● Tareas
**a.** Edite el texto sobre Madrid y reprodúzcalo desde "Madrid es una" hasta "mis ciudades favoritas.", ambos incluidos, sustituyendo "Nueva York" por "Lisboa".
**b.** Según el texto sobre Madrid, ¿por qué el autor y su acompañante optaron por ver "Sexos"?
**c.** Enumere todas las ciudades que se nombran en el texto sobre Madrid.

═════ Texto propuesto

Madrid es una ciudad luminosa, abierta, cosmopolita y muy acogedora. Muchos de mis mejores recuerdos están asociados a ella. Desde aquellos viajes, ya tan lejanos, de la infancia, con mis padres y mi hermana, en aquel Seat 127 blanco, donde conocí por pimera vez los lugares más destacados, hasta los viajes, ya de adulto, que me mostraron la libertad que se respira en las grandes ciudades. Esa misma libertad que siento cuando paseo por Nueva York. O, en menor escala, por Gijón. Dos de mis ciudades favoritas.
Hace dos semanas, con motivo de la celebración de nuestros cumpleaños y al igual que el año pasado, regresamos a la capital. Esta vez, debido al desmesurado precio de los aviones, lo hicimos en coche. Dos días intensos y muy bien aprovechados. Como nos quedamos sin entradas para ver la versión de Espert y Sardá de "La casa de Bernarda Alba", nos decantamos por "Sexos", estimable obra, con una Anabel Alonso en permanente estado de gracia. Anabel es una cómica genial, en la mejor tradición de las grandes cómicas de este país, que no necesita más que un escenario desnudo y un buen texto. Aunque el resto del reparto está espléndido también, el teatro se encendía con cada una de sus desternillantes apariciones.

══════════
═════ Filas de datos

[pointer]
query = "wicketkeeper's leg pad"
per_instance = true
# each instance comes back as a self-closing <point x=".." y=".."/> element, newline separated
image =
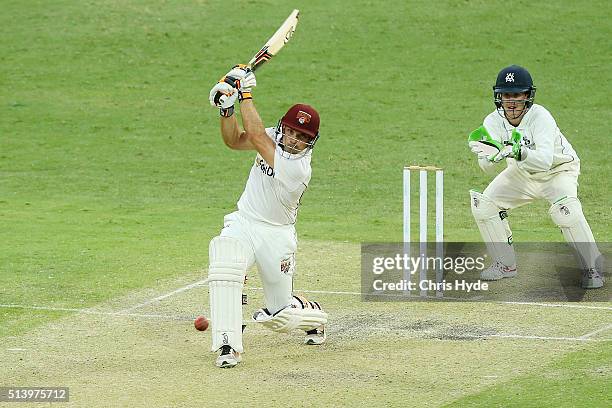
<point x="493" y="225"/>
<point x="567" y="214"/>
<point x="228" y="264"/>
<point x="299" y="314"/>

══════════
═════ Filas de datos

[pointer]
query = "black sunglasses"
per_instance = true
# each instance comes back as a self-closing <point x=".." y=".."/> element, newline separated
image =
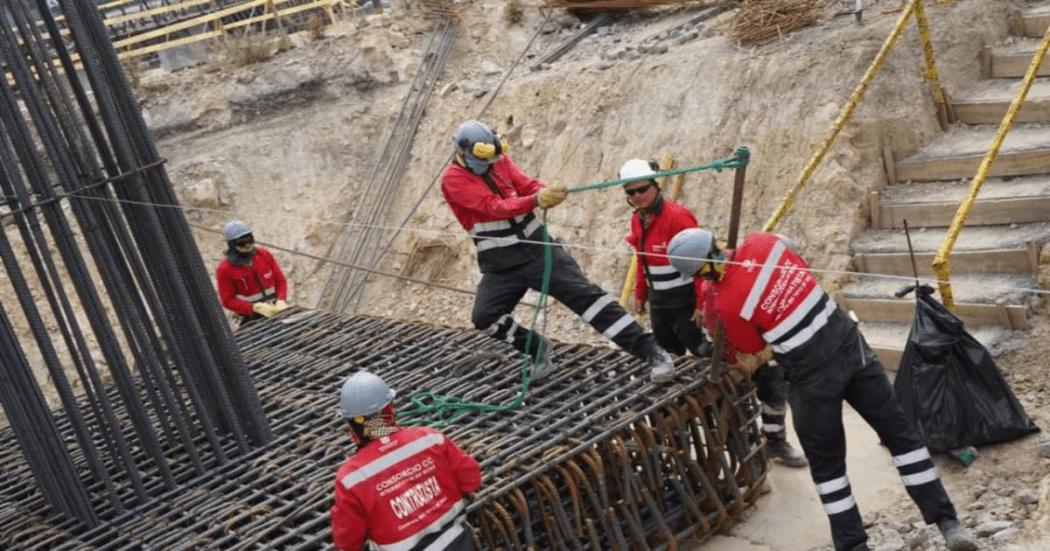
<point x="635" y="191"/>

══════════

● Soluciones por tarea
**a.**
Madrid es una ciudad luminosa, abierta, cosmopolita y muy acogedora. Muchos de mis mejores recuerdos están asociados a ella. Desde aquellos viajes, ya tan lejanos, de la infancia, con mis padres y mi hermana, en aquel Seat 127 blanco, donde conocí por pimera vez los lugares más destacados, hasta los viajes, ya de adulto, que me mostraron la libertad que se respira en las grandes ciudades. Esa misma libertad que siento cuando paseo por Lisboa. O, en menor escala, por Gijón. Dos de mis ciudades favoritas.

**b.** Porque se quedaron sin entradas para la versión de Espert y Sardá de "La casa de Bernarda Alba".

**c.**
- Madrid
- Nueva York
- Gijón